# Text shown:
Because of all the different factors that come into play, you really can’t count on these new technologies working, so it’s really tough for someone who has a limited amount of money to pour into an environmental cleanup to go the route of something that really is perceived as experimental.

Dennis Ironi: When an owner is encountering a situation where there needs to be a cleanup, they want to hire a consultant who has an open mind, not someone who is convinced about or has a line to one particular technology. It really comes down to the dynamics of your particular site, from the oxygen content of the soil to the depth of groundwater to the matrix of the soil. There are different types of contamination too; sometimes there is a mix of chemicals and metals. You may use one particular new technology for the chemicals, but it still leaves behind the metals. So you might end up footing the bill for both of them at a very extreme amount of money when you could adjust both with a single technology. So having a consultant who is open-minded and familiar with all the available technologies, new and established, is the best route.

# The data:
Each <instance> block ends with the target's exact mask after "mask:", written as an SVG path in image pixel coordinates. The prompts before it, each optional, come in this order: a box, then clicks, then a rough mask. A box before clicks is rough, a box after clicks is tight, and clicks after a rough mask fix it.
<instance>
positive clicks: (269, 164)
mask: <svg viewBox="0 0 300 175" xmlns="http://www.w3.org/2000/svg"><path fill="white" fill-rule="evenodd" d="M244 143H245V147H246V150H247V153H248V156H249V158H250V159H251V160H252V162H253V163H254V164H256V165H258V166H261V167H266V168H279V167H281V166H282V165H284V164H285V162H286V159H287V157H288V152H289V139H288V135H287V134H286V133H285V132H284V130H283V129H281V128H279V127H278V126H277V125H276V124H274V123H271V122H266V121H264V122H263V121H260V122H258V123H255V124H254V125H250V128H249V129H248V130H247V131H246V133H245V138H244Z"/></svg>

# Exercises to complete:
1: In the environmental cleanup excerpt, what kind of consultant does Dennis Ironi say is the best route for an owner facing a cleanup?
2: Go on with the environmental cleanup excerpt from the point where it stops.

# Numbered responses:
1: A consultant who is open-minded and familiar with all the available technologies, new and established.

2:
What can developers do to be proactive?

Matt Rodda: There’s vapor intrusion risk, radon risk and also methane risk here in the Los Angeles area. Methane risk is kind of a big deal, because of all the oil exploration activity that went on here between the 1930s and 1950s and continues to this day, so the City of Los Angeles has instituted a methane mitigation standard for new construction and even for people placing additions on buildings.

When you look at all of those different risks, the common factor is whether you can mitigate them by placing a sub-slab ventilation system beneath a building. A sub-slab ventilation system isn’t a lot different from a moisture barrier, which developers are often doing, putting it beneath the slab to protect the flooring. So it’s my opinion that, as we move in the direction of evaluating more and more risks, developers and builders should really be considering putting in a barrier beneath the structure that would include a moisture barrier and have the capability of mitigating vapor at the same time.

You may have a very clean property, but next door there could be a property where there’s been a very significant release of volatile organics and with a sub-slab ventilation system, you are kind of able to head it off at the pass, as they say, by mitigating all these risks—whether you believe them to be real today or whether they become risks in the future. It’s really a wise thing for builders to do and relatively inexpensive.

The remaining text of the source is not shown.